#### Directions
Provide the entries once more, identical in every word.

Stored dataset items:
[Start of Attachment]

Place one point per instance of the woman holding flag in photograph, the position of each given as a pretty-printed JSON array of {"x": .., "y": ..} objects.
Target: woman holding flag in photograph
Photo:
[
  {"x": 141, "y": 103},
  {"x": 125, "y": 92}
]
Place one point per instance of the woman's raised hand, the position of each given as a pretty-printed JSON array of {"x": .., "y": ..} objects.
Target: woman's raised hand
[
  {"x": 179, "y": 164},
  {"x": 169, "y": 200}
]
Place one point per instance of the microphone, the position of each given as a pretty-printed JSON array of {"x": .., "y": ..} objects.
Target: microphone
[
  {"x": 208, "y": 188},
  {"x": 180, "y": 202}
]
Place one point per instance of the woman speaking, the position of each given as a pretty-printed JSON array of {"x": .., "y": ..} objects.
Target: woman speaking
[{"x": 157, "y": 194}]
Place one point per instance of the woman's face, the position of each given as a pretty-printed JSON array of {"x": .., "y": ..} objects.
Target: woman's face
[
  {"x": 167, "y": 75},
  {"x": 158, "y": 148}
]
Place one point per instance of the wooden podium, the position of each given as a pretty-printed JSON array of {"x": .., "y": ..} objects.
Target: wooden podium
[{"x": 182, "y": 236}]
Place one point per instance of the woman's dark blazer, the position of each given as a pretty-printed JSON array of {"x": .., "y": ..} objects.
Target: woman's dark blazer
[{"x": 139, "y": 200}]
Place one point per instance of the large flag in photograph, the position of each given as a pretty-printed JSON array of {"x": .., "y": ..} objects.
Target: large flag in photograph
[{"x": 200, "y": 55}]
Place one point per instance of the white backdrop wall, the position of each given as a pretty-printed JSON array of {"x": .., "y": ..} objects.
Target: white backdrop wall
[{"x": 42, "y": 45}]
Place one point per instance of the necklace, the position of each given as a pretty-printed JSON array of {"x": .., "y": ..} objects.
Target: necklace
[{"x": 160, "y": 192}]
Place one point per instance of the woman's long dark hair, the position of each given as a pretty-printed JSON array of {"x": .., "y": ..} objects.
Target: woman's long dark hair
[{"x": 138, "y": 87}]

[End of Attachment]

#### Answer to this exercise
Place one point per instance of the woman holding flag in photograph, the position of each given as a pretty-printed JSON array of {"x": .., "y": ..} objects.
Target: woman holding flag in photograph
Photo:
[
  {"x": 141, "y": 103},
  {"x": 125, "y": 92}
]
Place one point per instance of the woman's raised hand, the position of each given as a pretty-printed JSON array of {"x": .., "y": ..} objects.
Target: woman's raised hand
[
  {"x": 179, "y": 164},
  {"x": 169, "y": 200}
]
Place one point per instance of the microphone, the position of each given as a pretty-printed JSON array of {"x": .., "y": ..} objects.
Target: microphone
[
  {"x": 208, "y": 188},
  {"x": 180, "y": 202}
]
Place one point per instance of the woman speaking, the position of each given as a pretty-printed JSON array of {"x": .., "y": ..} objects.
Target: woman speaking
[{"x": 157, "y": 194}]
Place one point per instance of the woman's face, the position of each given as a pretty-printed JSON array of {"x": .., "y": ..} objects.
Target: woman's face
[
  {"x": 167, "y": 75},
  {"x": 158, "y": 148}
]
Place one point per instance of the wooden podium, the position of each given as a pretty-printed JSON array of {"x": .., "y": ..} objects.
Target: wooden podium
[{"x": 182, "y": 236}]
Place one point per instance of the woman's dark blazer, the position of each given as a pretty-printed JSON array of {"x": .., "y": ..} objects.
Target: woman's dark blazer
[{"x": 139, "y": 200}]
Place one point per instance of the large flag in photograph, the position of each given as a pretty-printed JSON array of {"x": .., "y": ..} objects.
Target: large flag in photograph
[{"x": 200, "y": 55}]
Place one point per instance of the white backdrop wall, the position of each given as a pretty-printed JSON array of {"x": .., "y": ..} objects.
Target: white backdrop wall
[{"x": 42, "y": 45}]
Place one point per instance of the necklace, the position of each given as a pretty-printed JSON array of {"x": .., "y": ..} objects.
Target: necklace
[{"x": 160, "y": 192}]
Place one point per instance of the woman's long dark hair, the position of each given as a pretty-printed JSON array of {"x": .., "y": ..} objects.
Target: woman's long dark hair
[{"x": 138, "y": 87}]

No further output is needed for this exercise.